• _TASK INSTRUCTIONS_: All lines in the data bearing the string "itself" should be identified and copied.

=== Begin Enclosure ===

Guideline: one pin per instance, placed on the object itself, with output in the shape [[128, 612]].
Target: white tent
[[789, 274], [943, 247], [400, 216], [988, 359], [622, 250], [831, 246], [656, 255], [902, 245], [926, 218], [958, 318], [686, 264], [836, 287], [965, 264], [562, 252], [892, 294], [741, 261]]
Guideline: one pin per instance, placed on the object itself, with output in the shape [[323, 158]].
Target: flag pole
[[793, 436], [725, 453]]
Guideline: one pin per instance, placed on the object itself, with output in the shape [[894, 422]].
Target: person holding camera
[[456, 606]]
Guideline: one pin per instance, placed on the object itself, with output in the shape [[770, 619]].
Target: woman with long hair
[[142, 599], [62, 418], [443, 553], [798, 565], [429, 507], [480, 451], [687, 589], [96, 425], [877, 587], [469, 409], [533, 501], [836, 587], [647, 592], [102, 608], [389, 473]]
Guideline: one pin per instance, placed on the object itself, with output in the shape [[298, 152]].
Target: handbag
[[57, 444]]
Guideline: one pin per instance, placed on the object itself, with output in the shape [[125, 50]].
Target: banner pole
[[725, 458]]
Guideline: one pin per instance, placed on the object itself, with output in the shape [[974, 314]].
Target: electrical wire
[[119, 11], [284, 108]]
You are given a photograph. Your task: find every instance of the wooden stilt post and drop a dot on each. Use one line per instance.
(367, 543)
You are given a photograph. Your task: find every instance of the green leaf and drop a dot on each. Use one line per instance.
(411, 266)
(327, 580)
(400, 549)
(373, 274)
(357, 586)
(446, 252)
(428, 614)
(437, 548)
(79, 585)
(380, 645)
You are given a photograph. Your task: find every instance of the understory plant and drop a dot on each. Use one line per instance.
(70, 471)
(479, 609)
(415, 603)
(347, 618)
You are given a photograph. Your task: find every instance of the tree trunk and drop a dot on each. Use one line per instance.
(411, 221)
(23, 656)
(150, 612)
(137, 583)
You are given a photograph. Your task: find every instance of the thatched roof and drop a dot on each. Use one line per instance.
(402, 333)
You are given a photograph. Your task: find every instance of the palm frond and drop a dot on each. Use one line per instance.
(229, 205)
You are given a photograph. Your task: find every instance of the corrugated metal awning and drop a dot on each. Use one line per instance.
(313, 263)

=== End Enclosure ===

• _TASK RESPONSE_:
Guideline: one pin per instance, placed on the object itself, with output in the shape [[128, 612]].
Guideline: one pin per instance, placed on the object itself, with output in the shape [[323, 158]].
Guideline: one pin per instance, placed on the object itself, with output in the shape [[894, 422]].
Guideline: one pin per instance, placed on the object itself, with output in the shape [[770, 619]].
Guideline: one pin per instance, placed on the object itself, with output in the shape [[298, 152]].
Guideline: one pin per instance, placed on the object itself, with output in the shape [[125, 50]].
Guideline: one pin per instance, placed on the object itself, with output in the shape [[974, 314]].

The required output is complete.